**Exercise 1:** In the biography of Rajat Kanta Ray, can you copy word for word the passage that opens with the words containing "- Born: 6 May" and closes with "Bhavana of Santiniketan."?
**Exercise 2:** Can you carry the biography of Rajat Kanta Ray further, picking up right after its final sentence?

**Document text:**
↓↓↓
- Born: 6 May 1946 Calcutta, Bengal Province, British India
- Died: 6 August 2025 (aged 79)
- Education: Ballygunge Government High School, Kolkata; Presidency College, Calcutta; Trinity College, Cambridge; University of Cambridge;
- Scientific career
- Fields: History

= Rajat Kanta Ray =

Indian historian (1946–2025)

Rajat Kanta Ray (রজত কান্ত রায়; 6 May 1946 – 6 August 2025) was an Indian historian of South Asian history, specialising in Modern Indian history.

==Background==
Ray was born on 6 May 1946, the son of Kumud Kanta Ray, ICS who was a Home Secretary of West Bengal in the 1960s. His grandfather, Kamakshya Ray, a contemporary of Rathindranath Tagore, was one of the first four students of Patha Bhavana of Santiniketan.

He completed his schooling at Ballygunge Government High School, Calcutta, and his B.A. (Honours) in History at Presidency College, Calcutta, where he was a student of Ashin Dasgupta. He then completed his Ph.D. under the supervision of Anil Seal at the University of Cambridge. After returning from Cambridge, Ray briefly taught at IIM, Calcutta, before moving to Presidency College, where he taught for more than three decades, and alongside his substantial academic output, is largely remembered as a teacher par excellence.
↑↑↑
**Information provided:**
↓↓↓
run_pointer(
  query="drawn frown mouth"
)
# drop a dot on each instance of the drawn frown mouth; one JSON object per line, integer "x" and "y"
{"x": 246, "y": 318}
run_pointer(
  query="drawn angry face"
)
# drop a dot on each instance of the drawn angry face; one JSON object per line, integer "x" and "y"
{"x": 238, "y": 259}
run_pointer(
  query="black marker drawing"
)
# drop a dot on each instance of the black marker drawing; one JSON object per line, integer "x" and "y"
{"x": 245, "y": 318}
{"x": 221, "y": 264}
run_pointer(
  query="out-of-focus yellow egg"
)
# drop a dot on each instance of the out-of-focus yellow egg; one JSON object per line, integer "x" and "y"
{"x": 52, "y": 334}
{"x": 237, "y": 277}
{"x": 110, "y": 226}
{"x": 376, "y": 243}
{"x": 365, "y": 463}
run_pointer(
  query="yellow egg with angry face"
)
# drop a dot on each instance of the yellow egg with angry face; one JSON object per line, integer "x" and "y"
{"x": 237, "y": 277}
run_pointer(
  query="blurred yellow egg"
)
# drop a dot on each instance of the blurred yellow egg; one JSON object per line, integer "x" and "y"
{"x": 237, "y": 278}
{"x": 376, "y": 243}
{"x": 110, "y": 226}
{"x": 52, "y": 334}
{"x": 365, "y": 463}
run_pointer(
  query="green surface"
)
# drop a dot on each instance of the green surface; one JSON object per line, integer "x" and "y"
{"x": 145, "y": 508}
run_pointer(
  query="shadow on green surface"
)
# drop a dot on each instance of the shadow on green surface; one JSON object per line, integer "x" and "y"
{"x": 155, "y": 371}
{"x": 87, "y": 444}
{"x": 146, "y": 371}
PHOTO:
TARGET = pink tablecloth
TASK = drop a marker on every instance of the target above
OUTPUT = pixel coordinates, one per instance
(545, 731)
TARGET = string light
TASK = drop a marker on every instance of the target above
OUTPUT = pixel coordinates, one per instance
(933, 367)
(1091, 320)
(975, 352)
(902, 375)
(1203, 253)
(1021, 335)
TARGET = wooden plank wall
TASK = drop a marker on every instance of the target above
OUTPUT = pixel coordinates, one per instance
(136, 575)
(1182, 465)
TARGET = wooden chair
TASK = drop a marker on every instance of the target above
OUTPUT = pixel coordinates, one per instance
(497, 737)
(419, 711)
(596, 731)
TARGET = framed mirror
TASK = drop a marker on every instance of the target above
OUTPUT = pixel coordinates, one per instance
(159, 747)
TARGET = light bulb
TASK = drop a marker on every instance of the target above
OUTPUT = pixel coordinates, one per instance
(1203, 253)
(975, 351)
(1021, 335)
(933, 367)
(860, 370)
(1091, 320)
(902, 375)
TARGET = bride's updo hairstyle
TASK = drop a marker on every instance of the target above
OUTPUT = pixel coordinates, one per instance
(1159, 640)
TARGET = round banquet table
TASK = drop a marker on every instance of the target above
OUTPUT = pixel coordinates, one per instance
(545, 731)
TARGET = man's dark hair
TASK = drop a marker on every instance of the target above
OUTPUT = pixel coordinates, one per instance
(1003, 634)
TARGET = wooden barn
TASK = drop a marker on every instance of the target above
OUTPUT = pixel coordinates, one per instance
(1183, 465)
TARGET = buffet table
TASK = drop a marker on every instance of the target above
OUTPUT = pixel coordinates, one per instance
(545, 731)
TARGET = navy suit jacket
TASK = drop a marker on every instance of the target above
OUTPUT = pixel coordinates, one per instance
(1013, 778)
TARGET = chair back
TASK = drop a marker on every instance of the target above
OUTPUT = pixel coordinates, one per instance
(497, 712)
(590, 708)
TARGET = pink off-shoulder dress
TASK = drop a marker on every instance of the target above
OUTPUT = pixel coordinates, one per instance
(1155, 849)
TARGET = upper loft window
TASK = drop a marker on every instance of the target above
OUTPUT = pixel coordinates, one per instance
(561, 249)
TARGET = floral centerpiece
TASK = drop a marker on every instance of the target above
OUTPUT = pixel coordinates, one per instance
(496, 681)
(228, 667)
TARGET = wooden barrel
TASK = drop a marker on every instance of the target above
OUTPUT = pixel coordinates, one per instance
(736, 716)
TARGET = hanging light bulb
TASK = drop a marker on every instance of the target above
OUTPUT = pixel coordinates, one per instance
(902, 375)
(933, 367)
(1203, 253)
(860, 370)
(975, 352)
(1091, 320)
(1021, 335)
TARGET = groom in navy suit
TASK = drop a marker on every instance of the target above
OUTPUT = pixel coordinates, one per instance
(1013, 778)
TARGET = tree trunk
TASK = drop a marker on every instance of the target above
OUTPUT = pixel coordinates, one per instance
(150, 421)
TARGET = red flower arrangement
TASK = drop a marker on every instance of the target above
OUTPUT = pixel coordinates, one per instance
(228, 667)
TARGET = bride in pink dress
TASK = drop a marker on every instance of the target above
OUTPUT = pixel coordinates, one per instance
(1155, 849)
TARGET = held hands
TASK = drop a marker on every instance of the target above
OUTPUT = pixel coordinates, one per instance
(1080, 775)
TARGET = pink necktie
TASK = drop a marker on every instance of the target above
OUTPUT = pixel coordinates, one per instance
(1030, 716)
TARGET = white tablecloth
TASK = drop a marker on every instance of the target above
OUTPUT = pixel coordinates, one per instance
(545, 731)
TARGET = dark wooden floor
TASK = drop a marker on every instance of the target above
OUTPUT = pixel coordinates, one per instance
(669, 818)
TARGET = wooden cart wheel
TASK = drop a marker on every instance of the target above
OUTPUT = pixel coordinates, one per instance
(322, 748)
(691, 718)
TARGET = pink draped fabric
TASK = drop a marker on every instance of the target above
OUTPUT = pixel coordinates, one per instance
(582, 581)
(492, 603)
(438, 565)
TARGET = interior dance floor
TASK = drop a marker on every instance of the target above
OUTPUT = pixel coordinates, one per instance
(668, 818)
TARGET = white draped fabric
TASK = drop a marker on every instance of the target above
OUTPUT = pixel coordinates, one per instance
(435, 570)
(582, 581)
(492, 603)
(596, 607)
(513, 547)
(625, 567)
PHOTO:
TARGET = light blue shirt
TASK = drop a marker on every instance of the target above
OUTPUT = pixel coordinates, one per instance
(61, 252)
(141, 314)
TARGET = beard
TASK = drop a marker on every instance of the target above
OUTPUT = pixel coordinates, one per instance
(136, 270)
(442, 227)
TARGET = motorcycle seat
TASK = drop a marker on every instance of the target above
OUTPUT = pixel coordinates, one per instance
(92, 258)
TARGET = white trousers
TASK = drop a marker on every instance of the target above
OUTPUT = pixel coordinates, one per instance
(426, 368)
↑↑↑
**Final result 1:**
- Born: 6 May 1946 Calcutta, Bengal Province, British India
- Died: 6 August 2025 (aged 79)
- Education: Ballygunge Government High School, Kolkata; Presidency College, Calcutta; Trinity College, Cambridge; University of Cambridge;
- Scientific career
- Fields: History

= Rajat Kanta Ray =

Indian historian (1946–2025)

Rajat Kanta Ray (রজত কান্ত রায়; 6 May 1946 – 6 August 2025) was an Indian historian of South Asian history, specialising in Modern Indian history.

==Background==
Ray was born on 6 May 1946, the son of Kumud Kanta Ray, ICS who was a Home Secretary of West Bengal in the 1960s. His grandfather, Kamakshya Ray, a contemporary of Rathindranath Tagore, was one of the first four students of Patha Bhavana of Santiniketan.

**Final result 2:**
Ray died on 6 August 2025, at the age of 79.

==Career==
Ray was an assistant professor of history at the Indian Institute of Management Calcutta. From 1975 to 1982, he was Reader, and then from 1982 to 2006, he was the Professor and Head of the Department of History at Presidency College, Calcutta. He was one of the longest serving professors of the college. From 2006 to 2011, he was the Upacharya of Visva-Bharati. From 2012, he was Professor Emeritus of history at Presidency University. His autobiographical novel Eka Eka Nimalu was highly acclaimed in the literary community and was honoured with Narsingha Das Memorial Award in 1995.

==Bibliography==

===Books===
- Timir Abagunthane (2025) (in Bengali)
- The Felt Community: Commonality and Mentality Before the Emergence of Indian Nationalism, (Delhi: Oxford University Press, 2007)
- Exploring Emotional History: Gender, Mentality, and Literature in the Indian Awakening (Delhi: Oxford University Press, 2001)
- (ed.) Mind, Body and Society: Life and Mentality in Colonial Bengal (Delhi: Oxford University Press, 1996)
- Palasir Sharayantra O Sekaler Samaj (1994) (in Bengali)
- Eka Eka Nimalu (1993) (in Bengali)
- (ed.) Entrepreneurship and Industry in India 1800-1947 (1994)
- (with Basudeb Chattopadhyay and Hari S. Vasudevan) (eds.), Dissent and Consensus: Protest in Pre-Industrial Societies (Calcutta: K.P. Bagchi,1989)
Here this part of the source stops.